Required work: Present each line of the entries below that holds the word "sidewalk".

------------------------------

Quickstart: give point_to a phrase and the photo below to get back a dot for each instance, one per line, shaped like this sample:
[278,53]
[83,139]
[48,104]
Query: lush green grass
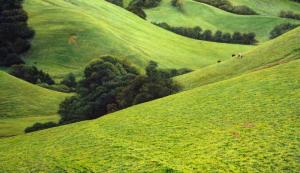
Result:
[15,126]
[21,99]
[280,50]
[208,17]
[103,28]
[269,7]
[246,124]
[23,104]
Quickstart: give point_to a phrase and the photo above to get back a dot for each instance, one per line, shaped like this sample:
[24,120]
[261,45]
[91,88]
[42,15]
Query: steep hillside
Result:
[249,123]
[267,7]
[22,104]
[280,50]
[208,17]
[89,29]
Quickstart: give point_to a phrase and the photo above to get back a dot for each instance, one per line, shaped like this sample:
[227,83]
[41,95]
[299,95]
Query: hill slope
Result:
[208,17]
[89,29]
[267,7]
[280,50]
[22,104]
[249,123]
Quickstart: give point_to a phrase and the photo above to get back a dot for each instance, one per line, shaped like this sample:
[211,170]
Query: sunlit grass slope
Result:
[246,124]
[208,17]
[22,104]
[71,33]
[280,50]
[269,7]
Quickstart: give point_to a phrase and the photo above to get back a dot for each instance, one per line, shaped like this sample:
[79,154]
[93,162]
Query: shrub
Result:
[69,81]
[227,6]
[289,14]
[110,84]
[14,32]
[281,29]
[40,126]
[31,74]
[116,2]
[218,36]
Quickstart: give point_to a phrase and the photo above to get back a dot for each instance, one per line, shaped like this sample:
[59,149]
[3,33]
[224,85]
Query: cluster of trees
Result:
[137,6]
[177,4]
[218,36]
[281,29]
[116,2]
[31,74]
[227,6]
[289,14]
[14,32]
[110,84]
[35,76]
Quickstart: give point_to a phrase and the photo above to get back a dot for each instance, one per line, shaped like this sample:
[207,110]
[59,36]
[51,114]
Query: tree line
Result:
[109,85]
[15,34]
[290,15]
[198,34]
[227,6]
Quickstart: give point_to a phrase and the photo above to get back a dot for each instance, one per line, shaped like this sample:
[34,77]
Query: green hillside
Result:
[89,29]
[280,50]
[208,17]
[267,7]
[249,123]
[23,104]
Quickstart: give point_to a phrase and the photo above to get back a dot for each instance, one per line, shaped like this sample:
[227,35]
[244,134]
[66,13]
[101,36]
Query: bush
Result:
[110,84]
[289,14]
[40,126]
[137,6]
[14,32]
[69,81]
[31,74]
[227,6]
[281,29]
[218,36]
[116,2]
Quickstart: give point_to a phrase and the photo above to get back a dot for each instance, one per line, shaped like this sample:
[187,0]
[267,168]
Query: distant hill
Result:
[208,17]
[280,50]
[23,104]
[89,29]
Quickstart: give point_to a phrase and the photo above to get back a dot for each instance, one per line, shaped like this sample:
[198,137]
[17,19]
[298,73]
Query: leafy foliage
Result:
[110,85]
[137,6]
[281,29]
[14,32]
[218,36]
[289,14]
[116,2]
[31,74]
[227,6]
[40,126]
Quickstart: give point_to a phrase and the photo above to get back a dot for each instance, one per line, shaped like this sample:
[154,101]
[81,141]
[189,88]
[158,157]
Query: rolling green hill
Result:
[23,104]
[280,50]
[89,29]
[249,123]
[208,17]
[267,7]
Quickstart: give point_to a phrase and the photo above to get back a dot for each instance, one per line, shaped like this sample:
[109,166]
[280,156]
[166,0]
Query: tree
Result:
[69,80]
[14,32]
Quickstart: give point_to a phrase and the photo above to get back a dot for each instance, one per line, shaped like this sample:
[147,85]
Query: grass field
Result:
[280,50]
[92,28]
[22,104]
[270,8]
[245,124]
[208,17]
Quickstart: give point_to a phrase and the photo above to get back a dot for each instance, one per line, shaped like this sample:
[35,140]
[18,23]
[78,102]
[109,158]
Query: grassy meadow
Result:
[245,124]
[232,114]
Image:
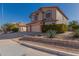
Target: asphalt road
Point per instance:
(11, 48)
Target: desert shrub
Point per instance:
(51, 33)
(60, 28)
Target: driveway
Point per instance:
(11, 48)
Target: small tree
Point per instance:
(73, 25)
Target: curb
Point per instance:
(44, 49)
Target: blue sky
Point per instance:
(20, 12)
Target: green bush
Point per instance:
(51, 33)
(15, 30)
(60, 28)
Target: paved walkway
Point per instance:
(11, 48)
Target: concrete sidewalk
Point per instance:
(53, 49)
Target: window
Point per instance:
(48, 14)
(35, 17)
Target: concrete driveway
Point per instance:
(11, 48)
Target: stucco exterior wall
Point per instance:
(22, 29)
(51, 9)
(60, 18)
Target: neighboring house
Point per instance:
(46, 15)
(22, 27)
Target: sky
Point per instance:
(20, 12)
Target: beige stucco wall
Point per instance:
(60, 18)
(36, 27)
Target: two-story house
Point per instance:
(46, 15)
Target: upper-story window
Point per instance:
(48, 14)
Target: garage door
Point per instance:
(36, 28)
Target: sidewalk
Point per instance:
(53, 49)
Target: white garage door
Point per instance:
(36, 28)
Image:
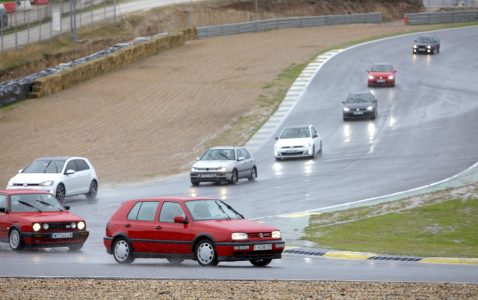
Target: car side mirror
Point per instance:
(180, 219)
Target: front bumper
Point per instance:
(237, 251)
(210, 176)
(45, 239)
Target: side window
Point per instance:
(169, 211)
(246, 153)
(71, 166)
(3, 201)
(133, 213)
(147, 211)
(82, 165)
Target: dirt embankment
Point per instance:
(21, 62)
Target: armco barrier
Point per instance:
(254, 26)
(441, 17)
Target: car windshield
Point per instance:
(219, 154)
(211, 210)
(359, 98)
(382, 68)
(295, 133)
(425, 39)
(45, 166)
(34, 203)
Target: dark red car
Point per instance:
(205, 230)
(381, 75)
(30, 218)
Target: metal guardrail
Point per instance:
(296, 22)
(441, 17)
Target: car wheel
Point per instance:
(15, 239)
(122, 251)
(206, 254)
(175, 260)
(75, 247)
(260, 262)
(93, 191)
(234, 177)
(60, 192)
(253, 174)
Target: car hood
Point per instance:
(49, 217)
(293, 142)
(239, 225)
(213, 163)
(358, 105)
(35, 178)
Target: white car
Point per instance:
(224, 164)
(298, 141)
(60, 176)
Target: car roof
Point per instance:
(178, 199)
(23, 192)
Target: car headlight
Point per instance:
(81, 225)
(36, 227)
(239, 236)
(276, 234)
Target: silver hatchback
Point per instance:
(224, 164)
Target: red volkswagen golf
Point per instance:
(205, 230)
(30, 218)
(381, 75)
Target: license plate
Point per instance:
(261, 247)
(62, 235)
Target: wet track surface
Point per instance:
(426, 131)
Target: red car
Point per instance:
(30, 218)
(381, 75)
(205, 230)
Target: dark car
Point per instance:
(360, 105)
(381, 75)
(30, 218)
(426, 45)
(206, 230)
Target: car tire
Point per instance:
(234, 177)
(122, 251)
(60, 192)
(15, 239)
(175, 260)
(205, 253)
(260, 262)
(93, 191)
(76, 247)
(253, 174)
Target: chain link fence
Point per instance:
(33, 22)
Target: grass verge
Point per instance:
(440, 224)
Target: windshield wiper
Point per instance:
(48, 204)
(29, 205)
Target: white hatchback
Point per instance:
(298, 141)
(60, 176)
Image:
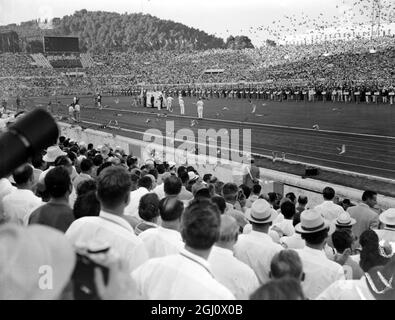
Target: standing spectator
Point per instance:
(57, 213)
(144, 187)
(238, 277)
(22, 201)
(148, 212)
(364, 214)
(320, 271)
(257, 248)
(328, 209)
(186, 275)
(110, 226)
(86, 171)
(166, 239)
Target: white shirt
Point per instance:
(293, 242)
(113, 230)
(347, 290)
(320, 272)
(161, 242)
(133, 206)
(329, 210)
(20, 203)
(238, 277)
(257, 249)
(160, 191)
(183, 276)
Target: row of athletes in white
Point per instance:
(181, 103)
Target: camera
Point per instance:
(89, 257)
(29, 135)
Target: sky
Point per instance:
(219, 17)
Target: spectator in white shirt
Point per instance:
(238, 277)
(166, 239)
(186, 275)
(86, 171)
(286, 263)
(328, 209)
(320, 271)
(111, 227)
(22, 201)
(257, 248)
(387, 218)
(144, 187)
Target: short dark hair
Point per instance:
(220, 202)
(102, 167)
(328, 193)
(172, 186)
(113, 186)
(368, 194)
(86, 165)
(200, 226)
(279, 289)
(57, 182)
(315, 238)
(291, 196)
(286, 263)
(98, 160)
(256, 189)
(246, 189)
(170, 208)
(184, 177)
(86, 186)
(145, 182)
(229, 191)
(86, 205)
(149, 207)
(23, 174)
(303, 200)
(288, 209)
(342, 240)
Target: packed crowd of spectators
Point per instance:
(366, 61)
(166, 231)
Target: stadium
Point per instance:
(313, 117)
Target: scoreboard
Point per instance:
(61, 44)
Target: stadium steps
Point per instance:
(40, 60)
(87, 61)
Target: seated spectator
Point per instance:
(372, 254)
(257, 248)
(230, 194)
(281, 289)
(148, 212)
(286, 263)
(343, 241)
(86, 171)
(220, 202)
(57, 213)
(110, 227)
(86, 186)
(387, 218)
(238, 277)
(86, 205)
(24, 251)
(22, 201)
(186, 275)
(166, 239)
(320, 271)
(328, 209)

------------------------------

Task solution:
Target: concrete sidewalk
Target: sidewalk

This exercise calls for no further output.